→ **Segmentation mask data**
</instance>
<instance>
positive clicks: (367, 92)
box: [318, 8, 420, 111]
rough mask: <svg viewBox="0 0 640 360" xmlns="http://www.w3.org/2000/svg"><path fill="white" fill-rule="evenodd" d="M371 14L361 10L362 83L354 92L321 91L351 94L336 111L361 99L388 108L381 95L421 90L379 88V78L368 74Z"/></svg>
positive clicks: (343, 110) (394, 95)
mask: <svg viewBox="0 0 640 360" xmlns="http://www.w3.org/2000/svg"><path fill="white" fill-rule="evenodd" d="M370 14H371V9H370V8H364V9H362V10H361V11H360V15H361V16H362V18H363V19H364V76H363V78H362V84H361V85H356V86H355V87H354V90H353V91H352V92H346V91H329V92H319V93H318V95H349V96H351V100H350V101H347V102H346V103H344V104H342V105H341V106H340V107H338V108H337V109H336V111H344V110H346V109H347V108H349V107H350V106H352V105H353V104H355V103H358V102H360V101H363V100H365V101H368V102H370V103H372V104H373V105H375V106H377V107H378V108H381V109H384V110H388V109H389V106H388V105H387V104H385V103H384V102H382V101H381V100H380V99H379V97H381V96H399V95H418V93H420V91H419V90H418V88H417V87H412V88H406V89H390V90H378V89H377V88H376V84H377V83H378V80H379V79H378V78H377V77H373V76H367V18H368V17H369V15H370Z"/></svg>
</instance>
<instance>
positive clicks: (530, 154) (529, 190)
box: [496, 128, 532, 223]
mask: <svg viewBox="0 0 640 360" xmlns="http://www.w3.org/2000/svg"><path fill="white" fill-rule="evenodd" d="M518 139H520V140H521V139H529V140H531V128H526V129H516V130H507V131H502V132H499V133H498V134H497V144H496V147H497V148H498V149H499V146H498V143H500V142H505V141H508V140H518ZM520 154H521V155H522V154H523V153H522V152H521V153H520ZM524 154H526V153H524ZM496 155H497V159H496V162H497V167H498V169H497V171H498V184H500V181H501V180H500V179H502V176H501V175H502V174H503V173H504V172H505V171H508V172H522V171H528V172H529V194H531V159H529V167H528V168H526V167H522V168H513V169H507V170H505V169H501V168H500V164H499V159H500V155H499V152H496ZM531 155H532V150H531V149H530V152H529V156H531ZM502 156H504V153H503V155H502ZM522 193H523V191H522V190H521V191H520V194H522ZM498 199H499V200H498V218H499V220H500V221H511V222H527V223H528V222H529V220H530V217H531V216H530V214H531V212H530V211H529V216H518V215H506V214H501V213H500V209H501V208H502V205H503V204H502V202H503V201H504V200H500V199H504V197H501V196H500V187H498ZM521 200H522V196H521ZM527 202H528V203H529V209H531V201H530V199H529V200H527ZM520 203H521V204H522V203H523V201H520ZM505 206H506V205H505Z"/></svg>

→ **Work item**
Every entry above should be returned exactly as written.

→ **The completed task**
</instance>
<instance>
positive clicks: (367, 92)
box: [318, 8, 420, 111]
rough mask: <svg viewBox="0 0 640 360" xmlns="http://www.w3.org/2000/svg"><path fill="white" fill-rule="evenodd" d="M371 14L361 10L362 83L354 92L321 91L351 94L336 111L361 99L388 108L381 95L421 90L379 88V78L368 74Z"/></svg>
positive clicks: (343, 110) (394, 95)
mask: <svg viewBox="0 0 640 360" xmlns="http://www.w3.org/2000/svg"><path fill="white" fill-rule="evenodd" d="M370 14H371V9H370V8H364V9H362V10H361V11H360V15H361V16H362V18H363V19H364V76H363V78H362V84H361V85H356V86H355V87H354V90H353V91H352V92H346V91H329V92H319V93H318V95H349V96H351V100H350V101H347V102H346V103H344V104H342V105H341V106H340V107H338V108H337V109H336V111H344V110H346V109H347V108H349V107H350V106H352V105H353V104H355V103H358V102H360V101H363V100H365V101H368V102H370V103H372V104H373V105H375V106H377V107H378V108H381V109H384V110H388V109H389V106H388V105H387V104H385V103H384V102H382V101H381V100H380V99H379V97H381V96H399V95H418V93H420V91H419V90H418V88H417V87H412V88H406V89H390V90H378V89H377V88H376V84H377V83H378V80H379V79H378V78H377V77H373V76H367V18H368V17H369V15H370Z"/></svg>
</instance>
<instance>
positive clicks: (530, 154) (529, 190)
box: [496, 128, 532, 223]
mask: <svg viewBox="0 0 640 360" xmlns="http://www.w3.org/2000/svg"><path fill="white" fill-rule="evenodd" d="M518 139H520V140H521V139H529V140H531V128H526V129H516V130H507V131H502V132H499V133H498V134H497V144H496V147H497V148H498V149H499V146H498V143H500V142H505V141H508V140H518ZM520 154H521V155H522V154H523V153H522V152H521V153H520ZM524 154H526V153H524ZM496 155H497V159H496V162H497V167H498V169H497V171H498V184H500V181H501V180H500V179H502V176H501V175H502V174H503V173H504V172H505V171H508V172H522V171H528V172H529V194H531V159H529V167H528V168H526V167H522V168H513V169H507V170H505V169H501V168H500V164H499V159H500V155H499V152H496ZM531 155H532V150H531V149H530V152H529V156H531ZM502 156H504V153H503V155H502ZM522 193H523V191H522V190H521V191H520V194H522ZM498 199H499V200H498V218H499V220H500V221H511V222H527V223H528V222H529V220H530V217H531V216H530V214H531V212H530V211H529V216H518V215H506V214H501V213H500V209H501V208H502V205H503V204H502V202H503V201H504V200H500V199H504V197H501V196H500V187H498ZM521 200H522V196H521ZM527 202H528V203H529V209H531V201H530V199H529V200H527ZM520 203H521V204H522V203H523V201H520ZM505 206H506V205H505Z"/></svg>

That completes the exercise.